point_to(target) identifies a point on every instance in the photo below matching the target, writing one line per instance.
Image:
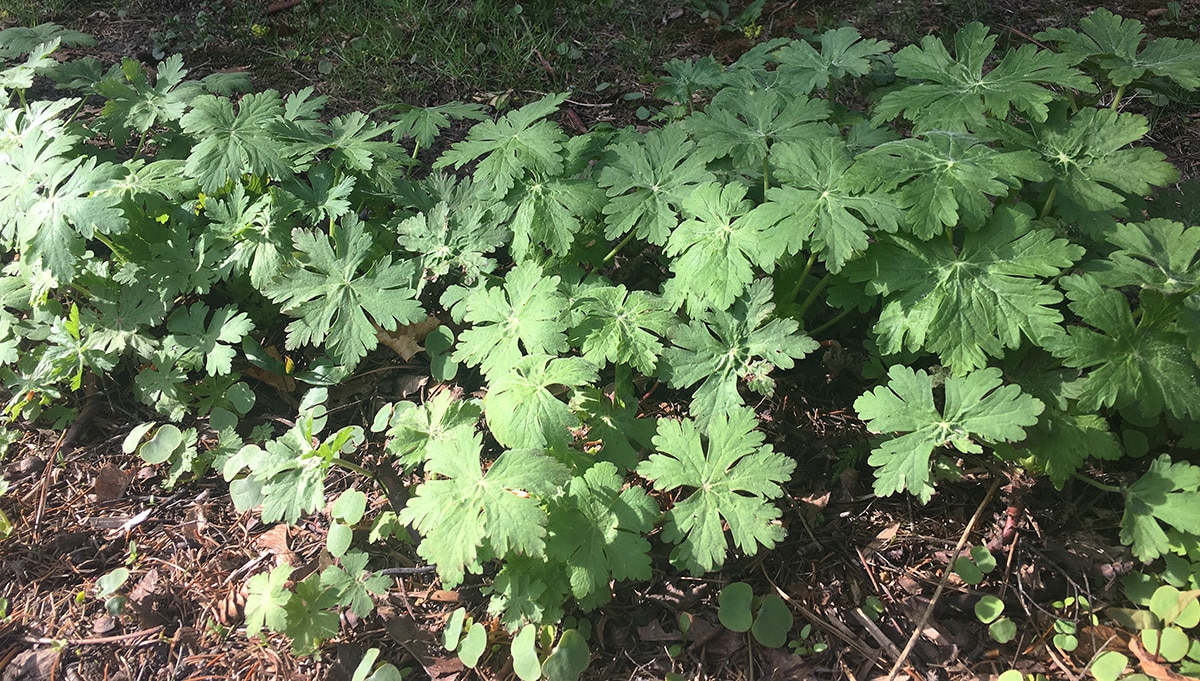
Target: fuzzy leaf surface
(522, 317)
(954, 92)
(972, 303)
(1143, 362)
(978, 409)
(717, 248)
(1114, 41)
(1168, 494)
(337, 305)
(822, 208)
(523, 413)
(597, 531)
(647, 180)
(732, 482)
(519, 142)
(844, 52)
(723, 347)
(946, 179)
(468, 516)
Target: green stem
(618, 247)
(1097, 484)
(831, 324)
(142, 143)
(803, 277)
(813, 295)
(353, 466)
(1116, 98)
(623, 384)
(1049, 204)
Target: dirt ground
(858, 572)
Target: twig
(941, 585)
(65, 443)
(101, 640)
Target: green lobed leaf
(723, 348)
(520, 407)
(1113, 42)
(647, 180)
(954, 94)
(331, 297)
(522, 317)
(1169, 493)
(467, 516)
(732, 481)
(970, 303)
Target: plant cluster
(987, 218)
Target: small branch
(101, 640)
(941, 585)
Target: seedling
(768, 619)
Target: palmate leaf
(1158, 254)
(945, 179)
(256, 231)
(204, 343)
(597, 532)
(733, 481)
(267, 596)
(331, 297)
(622, 327)
(1091, 160)
(447, 240)
(957, 95)
(1113, 42)
(977, 410)
(411, 428)
(844, 52)
(820, 205)
(647, 180)
(547, 215)
(527, 313)
(1169, 493)
(715, 249)
(723, 347)
(1144, 363)
(972, 303)
(508, 148)
(523, 413)
(742, 125)
(425, 124)
(232, 143)
(467, 516)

^^^^^^^^^^^^^^^^

> TO BE DONE:
Rewrite the part of the items that opens with the line containing "Target: dirt ground" and runs through the end of the items, keeping every line, requests included. Shift each answer coordinate by adding 33 to both numbers.

> EXPECTED OUTPUT:
Target: dirt ground
(891, 605)
Target: twig
(974, 618)
(98, 476)
(134, 673)
Target: green lobed leaf
(756, 381)
(553, 440)
(1146, 75)
(680, 213)
(987, 127)
(364, 330)
(555, 350)
(1202, 526)
(500, 549)
(765, 514)
(1003, 336)
Target: plant cluster
(1020, 251)
Target: small branch
(134, 673)
(974, 618)
Target: seedling
(801, 652)
Target: palmate leaf
(1191, 287)
(978, 212)
(289, 264)
(237, 376)
(630, 565)
(766, 514)
(300, 629)
(364, 330)
(655, 360)
(1124, 193)
(480, 273)
(990, 128)
(1146, 75)
(1010, 443)
(444, 461)
(877, 85)
(853, 238)
(680, 213)
(580, 248)
(560, 346)
(1202, 526)
(748, 282)
(756, 380)
(1177, 396)
(1005, 336)
(541, 181)
(556, 446)
(775, 158)
(458, 157)
(265, 176)
(500, 549)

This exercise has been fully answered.